- _REQUIREMENTS_:
Can you convert every line of the records below into a JSON list of strings, one string per line, skipping blank lines and leaving out the pictures?

(Dataset entries)
>> BEGIN
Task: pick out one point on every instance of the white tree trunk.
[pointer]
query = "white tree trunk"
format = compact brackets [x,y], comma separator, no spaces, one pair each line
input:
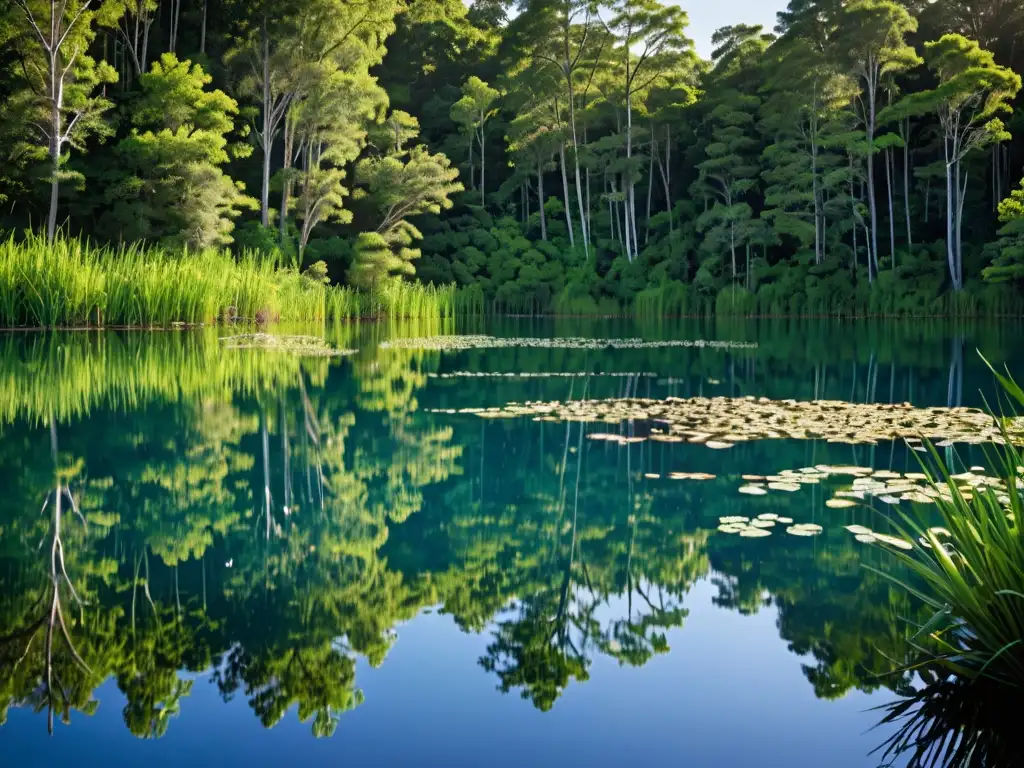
>> END
- _COMPLETE OUTPUT_:
[
  "Task: pick out one point on every instance of the white tree trunk.",
  "[pointer]",
  "query = \"white tree trunk\"",
  "format = compact brackets [x,y], comma separator, no spaces, one pair each line",
  "input:"
]